QJS hooks and GC hooks #747

KaruroChori · 2024-12-10T07:36:49Z

Partial replacement of #407 with a different hook mechanism in place.

saghul

I feel like the current API proposallooks too broad while at the same time being very limited.

IMHO I'd rather have a GC specific API without the apparent flexibility.

saghul · 2024-12-10T08:03:31Z

quickjs.c

@@ -305,6 +305,9 @@ struct JSRuntime {
    void *user_opaque;
    void *libc_opaque;
    JSRuntimeFinalizerState *finalizers;
+
+    /* Unified handler for all the engine hooks */


We have something similar for finalizers, how is this generic? It only deals with GC. I'd call it GC hooks.

Alternatively we could fold finalizers in there too, but I'm not too thrilled about it.

saghul · 2024-12-10T08:03:58Z

quickjs.c

@@ -1440,7 +1443,17 @@ static void js_trigger_gc(JSRuntime *rt, size_t size)
                   (uint64_t)rt->malloc_state.malloc_size);
        }
 #endif
-        JS_RunGC(rt);
+        //To ensure JS_RunGC cannot be executed again within callbacks, disable and restore it after.


Please make the style match the surroundings, here and elsewhere.

saghul · 2024-12-10T08:05:05Z

quickjs.c

+        size_t tmp_threshold = rt->malloc_gc_threshold;
+        rt->malloc_gc_threshold=-1;
+
+        if((rt->hooks == NULL) || rt->hooks(JS_HOOK_GC_BEFORE,NULL)){


What's the reason for not running GC if the before handler returns FALSE? There is an API to disable GC already, what's the use case here?

The hook could change the threshold, but you are then re-setting it.

Yes, but while functionally similar they have different applications. Setting the GC on/off in specific critical regions can get a bit tricky with async/await. Not only that, but doing so would mask that a request was done, preventing the application from saying "oh yes, I had to delay it, I am now in a safe region, let's clean up things". Ensuring the before event can say, "hey no, please don't" is a fail-safe. Ideally the custom callback could set up alternative mechanism to run that gc event, just a bit later when no critical task it taking place.
══════════
Which timestamps appear in the thread on QJS hooks and GC hooks above? List every one.

▸ **Data entries**:
══════════
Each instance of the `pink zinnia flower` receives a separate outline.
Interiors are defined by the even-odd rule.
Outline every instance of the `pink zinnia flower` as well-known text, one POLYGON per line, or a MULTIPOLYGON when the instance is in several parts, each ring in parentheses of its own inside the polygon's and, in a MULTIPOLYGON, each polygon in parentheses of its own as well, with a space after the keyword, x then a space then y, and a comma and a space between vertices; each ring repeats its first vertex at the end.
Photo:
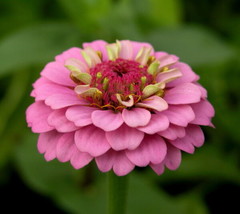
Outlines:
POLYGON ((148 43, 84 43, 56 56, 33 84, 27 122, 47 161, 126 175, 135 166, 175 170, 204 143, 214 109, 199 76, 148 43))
══════════
▸ **Reply to the task**:
- 2024-12-10T07:36:49Z
- 2024-12-10T08:03:31Z
- 2024-12-10T08:03:58Z
- 2024-12-10T08:05:05Z